• _Aim of the task_: Condense the paragraph of the book review below that begins "He admits that he never chose" into a short bulleted list, keeping its main facts.

Samworth’s account of discovering one such death makes for grotesque reading – the deceased prisoner having wrapped a cord through his cell bars and leaned into the loop “like a ski jumper on Ski Sunday”.
What really galls is that, though Samworth admits to being shocked, and to feeling “a bit fragile”, he never expresses compassion for the dead prisoner or his family. Prisoners, he writes, are “fuckers, twats, scum, scrotes, lowlifes… gargoyles and gangsters and legions of other dodgy bastards”.
Incredibly, during the whole of his career, he says, he has only ever witnessed one racist incident, when a female officer racially insulted a prisoner serving food. Samworth says he “lip-read” her insult and she was never sanctioned. “How could she be? Nobody but the con had heard a word.”
He admits that he never chose to work with prisoners as “part of some social crusade” – he just needed a job, “preferably with a pension attached”. Strangeways works best, then, as a first-hand account of everything that has led to the dreadful prison system we have today. Why is the experience so dehumanising, debilitating, corrosive and infantilising? Why are the reoffending figures so high? Why is there so much self-harm, violence, drug abuse and death?

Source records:
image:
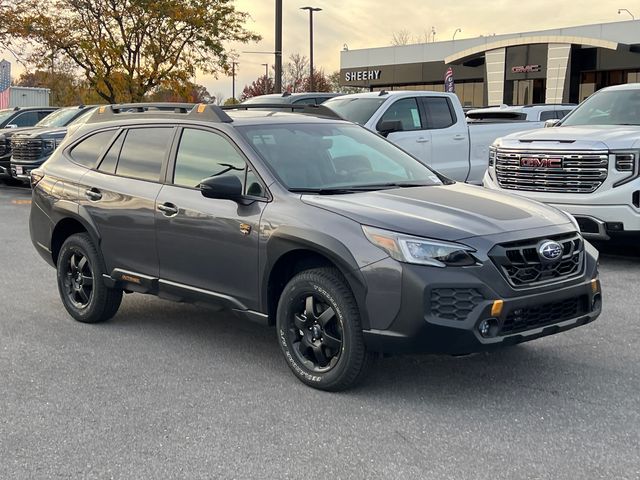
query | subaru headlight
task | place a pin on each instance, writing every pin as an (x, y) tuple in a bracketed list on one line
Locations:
[(418, 250)]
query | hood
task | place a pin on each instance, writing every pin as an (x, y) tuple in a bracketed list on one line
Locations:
[(9, 132), (53, 132), (447, 212), (592, 137)]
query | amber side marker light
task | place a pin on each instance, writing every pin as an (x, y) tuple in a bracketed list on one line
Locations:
[(496, 308)]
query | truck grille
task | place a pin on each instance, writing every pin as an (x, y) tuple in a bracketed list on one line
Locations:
[(26, 149), (521, 265), (526, 318), (563, 171)]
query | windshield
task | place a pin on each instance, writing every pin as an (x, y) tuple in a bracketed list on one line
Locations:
[(612, 107), (5, 114), (83, 117), (267, 99), (357, 110), (59, 118), (314, 157)]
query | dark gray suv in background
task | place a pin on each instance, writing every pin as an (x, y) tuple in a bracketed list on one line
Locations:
[(346, 243)]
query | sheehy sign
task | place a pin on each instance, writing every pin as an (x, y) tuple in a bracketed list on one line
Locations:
[(361, 75), (525, 68)]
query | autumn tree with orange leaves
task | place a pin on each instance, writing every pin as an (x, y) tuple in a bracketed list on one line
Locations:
[(128, 48)]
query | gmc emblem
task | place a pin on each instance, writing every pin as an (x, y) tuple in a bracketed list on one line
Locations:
[(536, 162)]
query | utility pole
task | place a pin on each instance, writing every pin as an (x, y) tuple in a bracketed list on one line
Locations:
[(311, 77), (278, 50)]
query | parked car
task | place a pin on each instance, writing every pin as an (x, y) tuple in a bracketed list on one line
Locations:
[(286, 98), (587, 165), (527, 113), (30, 147), (13, 120), (431, 126), (344, 242)]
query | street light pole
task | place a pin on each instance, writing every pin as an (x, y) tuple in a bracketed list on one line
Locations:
[(277, 81), (266, 77), (233, 81), (311, 77)]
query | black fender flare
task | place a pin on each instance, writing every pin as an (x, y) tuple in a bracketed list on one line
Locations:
[(288, 239)]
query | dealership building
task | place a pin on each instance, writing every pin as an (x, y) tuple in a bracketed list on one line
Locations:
[(549, 66)]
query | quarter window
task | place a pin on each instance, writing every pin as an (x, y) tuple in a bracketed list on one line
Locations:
[(204, 154), (143, 152), (87, 152), (406, 111), (26, 119)]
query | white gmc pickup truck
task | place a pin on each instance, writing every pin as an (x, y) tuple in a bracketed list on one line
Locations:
[(587, 164), (429, 125)]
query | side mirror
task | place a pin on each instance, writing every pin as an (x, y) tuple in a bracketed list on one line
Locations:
[(389, 126), (224, 186)]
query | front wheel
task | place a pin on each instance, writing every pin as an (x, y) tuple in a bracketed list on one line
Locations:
[(83, 293), (319, 330)]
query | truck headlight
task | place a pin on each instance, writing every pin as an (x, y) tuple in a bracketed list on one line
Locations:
[(418, 250), (625, 161)]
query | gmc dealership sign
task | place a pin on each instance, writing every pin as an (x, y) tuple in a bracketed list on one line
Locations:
[(362, 75)]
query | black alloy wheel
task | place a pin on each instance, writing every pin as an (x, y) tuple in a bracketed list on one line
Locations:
[(79, 280), (80, 272), (316, 334), (319, 330)]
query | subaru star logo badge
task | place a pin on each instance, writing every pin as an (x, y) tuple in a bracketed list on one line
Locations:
[(550, 250)]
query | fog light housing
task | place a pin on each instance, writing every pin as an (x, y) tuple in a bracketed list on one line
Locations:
[(487, 327), (596, 302)]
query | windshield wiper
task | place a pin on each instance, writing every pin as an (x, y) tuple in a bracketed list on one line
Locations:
[(359, 188)]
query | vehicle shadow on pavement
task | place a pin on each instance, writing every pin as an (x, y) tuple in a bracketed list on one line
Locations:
[(207, 335)]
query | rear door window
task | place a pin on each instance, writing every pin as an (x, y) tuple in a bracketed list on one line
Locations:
[(439, 112), (406, 111), (88, 151), (143, 153)]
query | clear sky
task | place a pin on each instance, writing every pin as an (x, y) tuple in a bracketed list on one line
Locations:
[(371, 23)]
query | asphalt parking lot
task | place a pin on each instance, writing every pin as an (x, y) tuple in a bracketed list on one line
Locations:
[(178, 391)]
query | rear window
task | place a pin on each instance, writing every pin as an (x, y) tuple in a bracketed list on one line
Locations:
[(88, 151)]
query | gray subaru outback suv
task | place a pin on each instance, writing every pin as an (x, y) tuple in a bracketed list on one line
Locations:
[(344, 242)]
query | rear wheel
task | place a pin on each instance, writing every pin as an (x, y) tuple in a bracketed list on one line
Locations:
[(319, 330), (79, 272)]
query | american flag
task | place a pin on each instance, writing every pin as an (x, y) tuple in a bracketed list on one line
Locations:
[(5, 83)]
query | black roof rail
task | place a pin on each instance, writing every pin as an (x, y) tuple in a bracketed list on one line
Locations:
[(201, 111), (309, 109)]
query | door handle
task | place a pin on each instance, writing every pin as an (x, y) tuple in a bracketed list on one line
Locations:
[(168, 209), (93, 194)]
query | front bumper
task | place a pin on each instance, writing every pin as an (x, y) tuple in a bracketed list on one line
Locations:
[(429, 322)]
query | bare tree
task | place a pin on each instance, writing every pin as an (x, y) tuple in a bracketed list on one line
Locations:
[(401, 37), (295, 72)]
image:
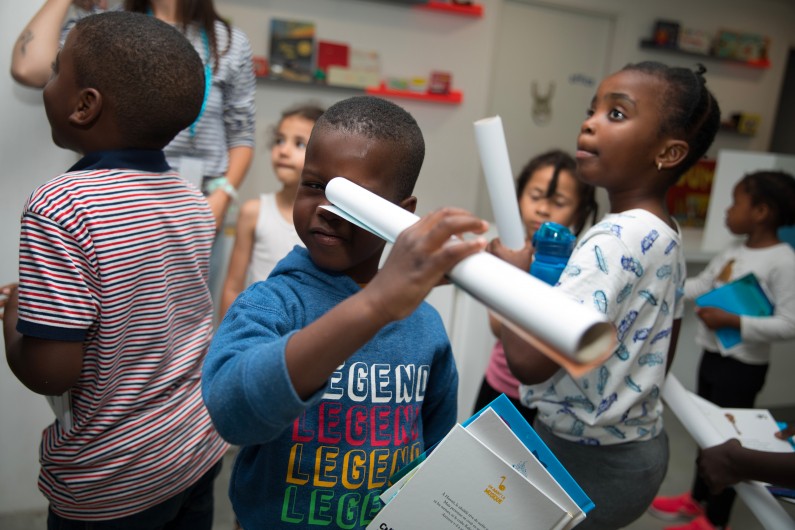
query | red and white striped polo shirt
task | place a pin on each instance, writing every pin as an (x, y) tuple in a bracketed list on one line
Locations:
[(119, 259)]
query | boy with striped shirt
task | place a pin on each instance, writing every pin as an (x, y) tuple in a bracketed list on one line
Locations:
[(113, 304)]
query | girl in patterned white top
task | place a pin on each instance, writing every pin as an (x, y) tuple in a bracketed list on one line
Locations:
[(646, 125)]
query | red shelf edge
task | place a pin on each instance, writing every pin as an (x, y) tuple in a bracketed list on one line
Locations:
[(761, 64), (474, 10), (455, 97)]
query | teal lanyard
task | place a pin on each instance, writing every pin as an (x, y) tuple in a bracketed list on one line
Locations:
[(208, 76), (208, 82)]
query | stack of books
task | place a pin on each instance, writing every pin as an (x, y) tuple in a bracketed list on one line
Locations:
[(490, 472)]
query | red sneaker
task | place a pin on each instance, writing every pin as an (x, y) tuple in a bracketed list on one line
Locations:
[(699, 523), (678, 507)]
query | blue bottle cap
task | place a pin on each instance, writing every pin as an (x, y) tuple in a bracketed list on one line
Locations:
[(554, 240)]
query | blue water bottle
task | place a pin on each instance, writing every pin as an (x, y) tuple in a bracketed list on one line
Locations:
[(553, 244)]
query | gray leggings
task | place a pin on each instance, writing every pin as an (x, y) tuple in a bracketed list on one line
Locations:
[(621, 479)]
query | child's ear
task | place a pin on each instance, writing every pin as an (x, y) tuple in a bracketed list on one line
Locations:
[(672, 155), (89, 107), (409, 203), (761, 213)]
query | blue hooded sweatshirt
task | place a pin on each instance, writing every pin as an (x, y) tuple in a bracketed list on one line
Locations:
[(322, 463)]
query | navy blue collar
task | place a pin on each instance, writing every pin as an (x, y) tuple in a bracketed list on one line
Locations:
[(150, 160)]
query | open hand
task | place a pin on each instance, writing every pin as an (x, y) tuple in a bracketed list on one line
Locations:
[(715, 465), (6, 292), (715, 318)]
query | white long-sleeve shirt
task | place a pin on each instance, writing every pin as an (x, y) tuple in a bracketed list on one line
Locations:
[(774, 267)]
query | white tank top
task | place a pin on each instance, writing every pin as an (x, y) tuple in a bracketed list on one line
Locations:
[(274, 238)]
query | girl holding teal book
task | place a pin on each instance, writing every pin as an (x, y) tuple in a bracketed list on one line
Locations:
[(732, 372)]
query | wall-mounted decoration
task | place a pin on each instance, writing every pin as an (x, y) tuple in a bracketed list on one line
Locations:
[(541, 109), (291, 47)]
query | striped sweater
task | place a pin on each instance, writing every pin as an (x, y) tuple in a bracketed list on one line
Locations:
[(118, 259)]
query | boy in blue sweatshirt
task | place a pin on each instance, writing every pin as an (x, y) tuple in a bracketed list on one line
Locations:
[(333, 374)]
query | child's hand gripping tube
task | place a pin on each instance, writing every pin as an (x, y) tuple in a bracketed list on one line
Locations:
[(553, 244)]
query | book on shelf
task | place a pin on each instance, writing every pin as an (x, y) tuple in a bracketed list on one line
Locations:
[(490, 472), (743, 296), (292, 44)]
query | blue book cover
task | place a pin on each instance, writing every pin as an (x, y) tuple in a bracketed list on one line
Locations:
[(528, 436), (743, 296)]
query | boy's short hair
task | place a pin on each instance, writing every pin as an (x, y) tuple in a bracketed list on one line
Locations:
[(379, 119), (146, 69)]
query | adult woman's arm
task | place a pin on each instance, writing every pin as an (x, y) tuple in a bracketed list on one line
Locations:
[(38, 44), (240, 158)]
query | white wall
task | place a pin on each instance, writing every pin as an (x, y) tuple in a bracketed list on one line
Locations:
[(410, 42)]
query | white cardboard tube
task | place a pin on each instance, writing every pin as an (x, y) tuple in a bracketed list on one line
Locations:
[(493, 150), (581, 335), (760, 501)]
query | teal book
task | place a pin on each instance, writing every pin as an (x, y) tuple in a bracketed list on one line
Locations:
[(514, 420), (743, 296), (528, 436), (491, 471)]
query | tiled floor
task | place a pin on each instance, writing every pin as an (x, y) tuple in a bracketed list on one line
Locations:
[(678, 479)]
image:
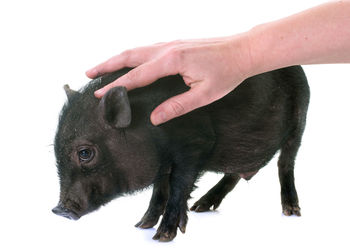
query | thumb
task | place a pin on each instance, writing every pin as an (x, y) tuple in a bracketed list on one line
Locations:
[(179, 105)]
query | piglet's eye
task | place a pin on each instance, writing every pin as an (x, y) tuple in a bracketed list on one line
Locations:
[(85, 155)]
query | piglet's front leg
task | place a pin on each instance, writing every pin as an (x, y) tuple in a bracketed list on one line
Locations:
[(175, 215)]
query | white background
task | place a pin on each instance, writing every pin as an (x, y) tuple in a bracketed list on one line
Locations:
[(46, 44)]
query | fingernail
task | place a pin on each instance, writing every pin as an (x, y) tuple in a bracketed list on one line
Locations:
[(159, 118), (92, 72), (98, 92)]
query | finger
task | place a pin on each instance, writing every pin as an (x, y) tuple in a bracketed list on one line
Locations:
[(142, 75), (180, 105), (129, 58)]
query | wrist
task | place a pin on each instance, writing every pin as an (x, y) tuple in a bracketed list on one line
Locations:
[(241, 55)]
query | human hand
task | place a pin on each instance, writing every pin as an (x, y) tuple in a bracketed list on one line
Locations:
[(210, 67)]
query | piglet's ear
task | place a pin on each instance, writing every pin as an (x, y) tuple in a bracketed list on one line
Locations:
[(115, 107)]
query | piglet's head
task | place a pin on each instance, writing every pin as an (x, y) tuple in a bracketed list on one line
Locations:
[(88, 147)]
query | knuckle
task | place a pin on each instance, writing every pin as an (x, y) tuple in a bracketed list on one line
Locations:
[(176, 108), (175, 56)]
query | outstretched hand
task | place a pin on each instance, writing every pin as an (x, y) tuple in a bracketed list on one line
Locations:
[(210, 67)]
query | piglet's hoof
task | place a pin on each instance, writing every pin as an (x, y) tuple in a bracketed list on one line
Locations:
[(167, 231), (289, 210)]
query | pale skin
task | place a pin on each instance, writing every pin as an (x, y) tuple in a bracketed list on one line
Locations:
[(214, 67)]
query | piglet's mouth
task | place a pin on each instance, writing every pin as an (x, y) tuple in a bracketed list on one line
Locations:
[(65, 212)]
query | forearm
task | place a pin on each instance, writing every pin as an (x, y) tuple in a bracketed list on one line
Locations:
[(315, 36)]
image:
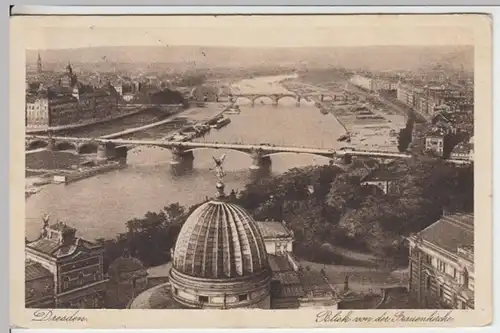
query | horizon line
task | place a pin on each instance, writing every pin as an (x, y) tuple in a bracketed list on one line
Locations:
[(255, 47)]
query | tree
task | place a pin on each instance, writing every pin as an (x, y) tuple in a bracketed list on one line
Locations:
[(404, 139)]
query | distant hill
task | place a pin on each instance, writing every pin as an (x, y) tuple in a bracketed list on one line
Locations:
[(371, 57)]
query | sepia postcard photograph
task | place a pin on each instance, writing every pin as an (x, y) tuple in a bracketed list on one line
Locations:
[(299, 171)]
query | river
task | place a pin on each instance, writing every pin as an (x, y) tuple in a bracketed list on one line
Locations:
[(100, 206)]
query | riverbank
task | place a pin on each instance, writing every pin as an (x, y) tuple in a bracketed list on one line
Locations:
[(91, 122), (367, 126), (155, 183)]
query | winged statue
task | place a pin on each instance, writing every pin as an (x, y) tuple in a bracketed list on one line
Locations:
[(219, 170)]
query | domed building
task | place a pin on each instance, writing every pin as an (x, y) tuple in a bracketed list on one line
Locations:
[(127, 278), (220, 259), (224, 259)]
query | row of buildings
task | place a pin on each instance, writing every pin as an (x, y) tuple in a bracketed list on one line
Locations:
[(370, 83), (427, 99), (254, 267), (67, 101), (424, 98)]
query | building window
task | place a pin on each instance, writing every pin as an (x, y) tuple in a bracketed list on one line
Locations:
[(80, 279), (466, 278), (65, 283), (428, 282), (441, 266), (428, 259), (441, 293)]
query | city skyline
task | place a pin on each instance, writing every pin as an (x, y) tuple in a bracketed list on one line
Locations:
[(346, 178), (253, 31)]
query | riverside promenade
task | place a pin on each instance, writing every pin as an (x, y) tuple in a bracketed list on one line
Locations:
[(94, 121)]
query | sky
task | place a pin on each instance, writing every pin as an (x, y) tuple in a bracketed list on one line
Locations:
[(255, 31)]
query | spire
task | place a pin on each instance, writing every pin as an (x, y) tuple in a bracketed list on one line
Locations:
[(69, 70), (126, 253), (39, 63), (220, 190)]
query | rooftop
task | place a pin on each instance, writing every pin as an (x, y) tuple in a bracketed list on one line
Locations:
[(34, 270), (159, 297), (382, 173), (451, 232), (279, 263), (273, 229)]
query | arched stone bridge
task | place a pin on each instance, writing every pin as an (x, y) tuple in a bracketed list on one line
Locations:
[(181, 151), (275, 98)]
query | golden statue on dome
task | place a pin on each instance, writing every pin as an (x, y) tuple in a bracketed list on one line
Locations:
[(219, 170)]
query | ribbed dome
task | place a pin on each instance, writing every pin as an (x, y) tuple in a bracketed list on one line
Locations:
[(220, 240)]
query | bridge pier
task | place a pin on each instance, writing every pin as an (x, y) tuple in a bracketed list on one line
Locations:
[(180, 155), (51, 144), (259, 161), (105, 152), (275, 100)]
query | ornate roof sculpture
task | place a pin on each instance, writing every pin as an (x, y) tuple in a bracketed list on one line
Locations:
[(126, 267), (220, 259)]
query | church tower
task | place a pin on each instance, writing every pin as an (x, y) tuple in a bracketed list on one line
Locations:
[(39, 64)]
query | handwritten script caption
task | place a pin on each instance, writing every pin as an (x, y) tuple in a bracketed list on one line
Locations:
[(329, 316), (49, 315)]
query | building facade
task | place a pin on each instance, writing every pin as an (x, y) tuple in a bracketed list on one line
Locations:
[(127, 278), (277, 237), (434, 142), (220, 261), (363, 82), (64, 271), (442, 264), (45, 110)]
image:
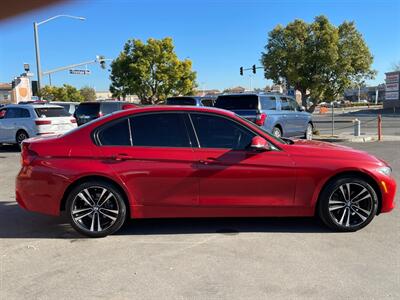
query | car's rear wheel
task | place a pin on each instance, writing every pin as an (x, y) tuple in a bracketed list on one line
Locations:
[(96, 209), (308, 135), (21, 136), (276, 131), (348, 204)]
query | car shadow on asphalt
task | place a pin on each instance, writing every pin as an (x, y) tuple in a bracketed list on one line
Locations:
[(16, 222)]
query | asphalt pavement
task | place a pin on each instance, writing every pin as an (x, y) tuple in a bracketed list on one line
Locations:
[(41, 257)]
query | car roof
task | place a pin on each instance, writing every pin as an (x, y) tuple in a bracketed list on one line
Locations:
[(34, 106)]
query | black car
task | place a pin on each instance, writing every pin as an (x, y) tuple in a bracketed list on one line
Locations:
[(88, 111)]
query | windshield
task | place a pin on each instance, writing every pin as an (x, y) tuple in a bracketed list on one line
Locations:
[(282, 141), (181, 101), (88, 109), (237, 102), (51, 112)]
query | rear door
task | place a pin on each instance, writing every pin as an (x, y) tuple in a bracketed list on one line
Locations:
[(247, 106), (232, 175), (156, 161)]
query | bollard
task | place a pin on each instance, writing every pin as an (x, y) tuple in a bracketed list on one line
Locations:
[(379, 127), (357, 127)]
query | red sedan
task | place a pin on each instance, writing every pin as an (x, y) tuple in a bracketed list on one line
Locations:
[(170, 162)]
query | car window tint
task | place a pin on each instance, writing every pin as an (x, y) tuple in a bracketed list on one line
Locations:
[(207, 102), (219, 132), (294, 105), (108, 108), (51, 112), (268, 103), (116, 134), (285, 104), (160, 130)]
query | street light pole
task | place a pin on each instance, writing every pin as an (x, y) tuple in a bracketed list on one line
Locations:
[(37, 49)]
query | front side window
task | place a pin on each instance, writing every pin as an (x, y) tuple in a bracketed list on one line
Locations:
[(160, 130), (219, 132), (115, 134)]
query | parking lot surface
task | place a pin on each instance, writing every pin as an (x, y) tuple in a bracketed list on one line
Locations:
[(289, 258)]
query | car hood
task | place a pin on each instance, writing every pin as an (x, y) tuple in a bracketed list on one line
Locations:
[(331, 151)]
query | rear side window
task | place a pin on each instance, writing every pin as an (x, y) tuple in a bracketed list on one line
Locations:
[(108, 108), (268, 103), (160, 130), (181, 101), (115, 134), (88, 109), (207, 102), (237, 102), (219, 132), (51, 112)]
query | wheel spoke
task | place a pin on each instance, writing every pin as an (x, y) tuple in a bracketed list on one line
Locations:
[(108, 216), (80, 195), (85, 215), (365, 197), (332, 208), (108, 197), (77, 211), (359, 194)]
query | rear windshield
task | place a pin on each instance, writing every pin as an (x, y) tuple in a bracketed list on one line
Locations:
[(51, 112), (237, 102), (181, 101), (88, 109)]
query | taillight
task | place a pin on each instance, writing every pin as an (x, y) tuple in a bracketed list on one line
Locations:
[(260, 119), (27, 155), (42, 122)]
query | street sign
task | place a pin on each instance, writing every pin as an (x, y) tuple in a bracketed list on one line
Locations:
[(79, 72)]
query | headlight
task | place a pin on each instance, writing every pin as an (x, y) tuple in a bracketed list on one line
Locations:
[(385, 170)]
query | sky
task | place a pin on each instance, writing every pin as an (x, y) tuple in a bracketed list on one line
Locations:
[(218, 36)]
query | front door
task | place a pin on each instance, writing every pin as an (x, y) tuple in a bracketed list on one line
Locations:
[(156, 161), (230, 174)]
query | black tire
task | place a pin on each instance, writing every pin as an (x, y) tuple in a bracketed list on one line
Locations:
[(277, 131), (333, 197), (308, 134), (98, 216), (20, 136)]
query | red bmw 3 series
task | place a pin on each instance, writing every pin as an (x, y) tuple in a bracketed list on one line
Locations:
[(172, 162)]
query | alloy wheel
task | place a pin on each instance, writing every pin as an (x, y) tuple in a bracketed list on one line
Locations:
[(95, 209), (350, 205)]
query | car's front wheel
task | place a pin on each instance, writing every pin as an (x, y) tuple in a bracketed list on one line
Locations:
[(348, 204), (96, 209)]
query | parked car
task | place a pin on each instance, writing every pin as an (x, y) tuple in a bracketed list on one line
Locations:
[(88, 111), (191, 100), (69, 107), (174, 162), (278, 114), (19, 122)]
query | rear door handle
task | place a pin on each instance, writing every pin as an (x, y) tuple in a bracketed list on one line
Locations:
[(208, 160), (122, 156)]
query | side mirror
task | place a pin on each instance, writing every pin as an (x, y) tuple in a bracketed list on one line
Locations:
[(259, 143)]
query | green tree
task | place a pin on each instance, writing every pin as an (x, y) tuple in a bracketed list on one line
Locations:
[(88, 93), (65, 93), (318, 59), (152, 71)]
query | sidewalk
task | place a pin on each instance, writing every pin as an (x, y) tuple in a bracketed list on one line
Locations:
[(346, 137)]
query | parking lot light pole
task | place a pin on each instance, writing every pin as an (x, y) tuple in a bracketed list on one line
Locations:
[(37, 48)]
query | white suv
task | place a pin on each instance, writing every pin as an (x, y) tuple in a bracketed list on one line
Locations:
[(18, 122)]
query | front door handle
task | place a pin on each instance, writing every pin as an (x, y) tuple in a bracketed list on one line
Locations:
[(122, 156)]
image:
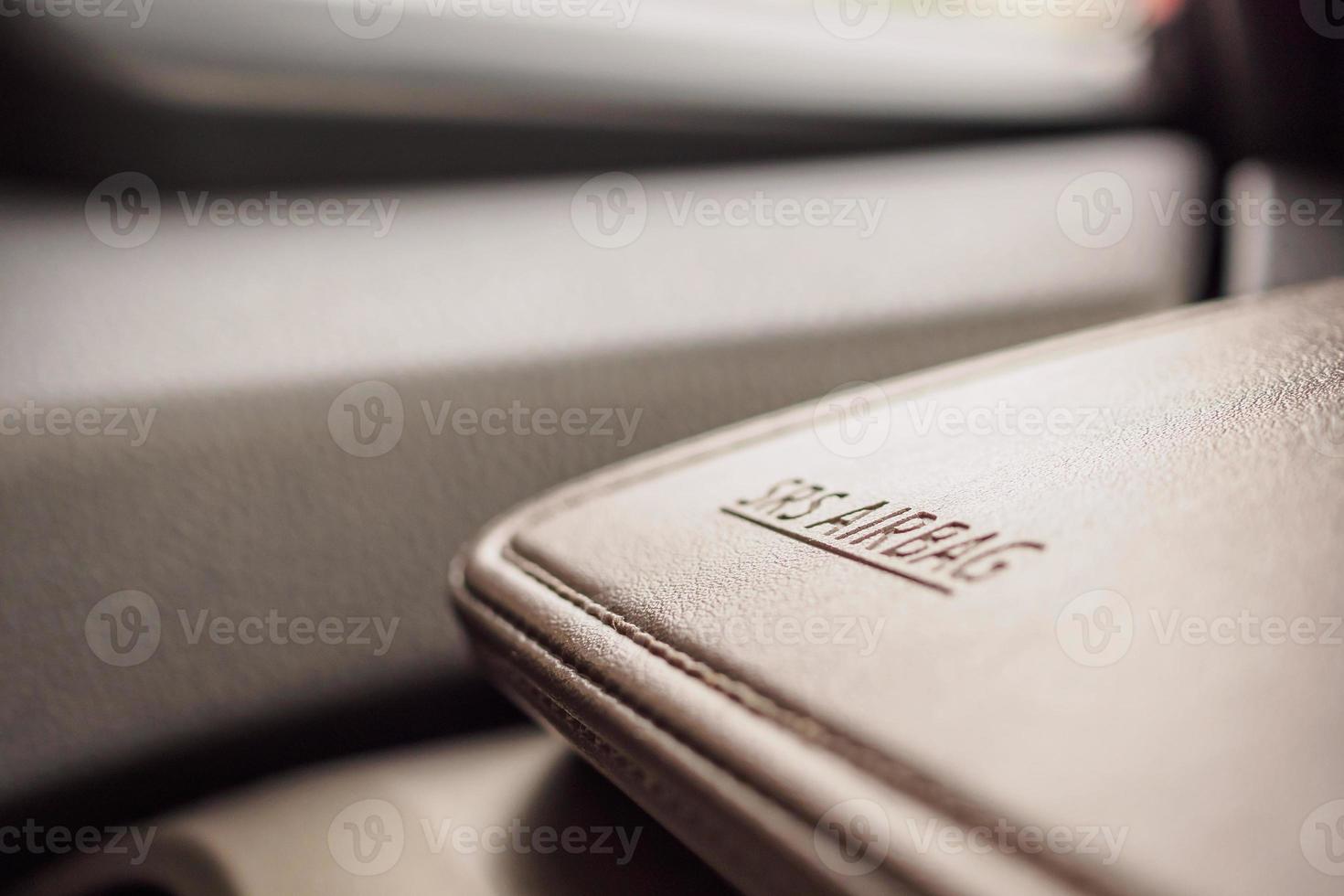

• _Finished answer_:
- Samworth says he took up prison work not as a social crusade but because he needed a job, ideally one with a pension.
- The book, Strangeways, is most valuable as a first-hand account of what produced today's dreadful prison system.
- It raises the questions of why prison is so dehumanizing, debilitating, corrosive and infantilizing, why reoffending rates are so high, and why self-harm, violence, drug abuse and death are so common.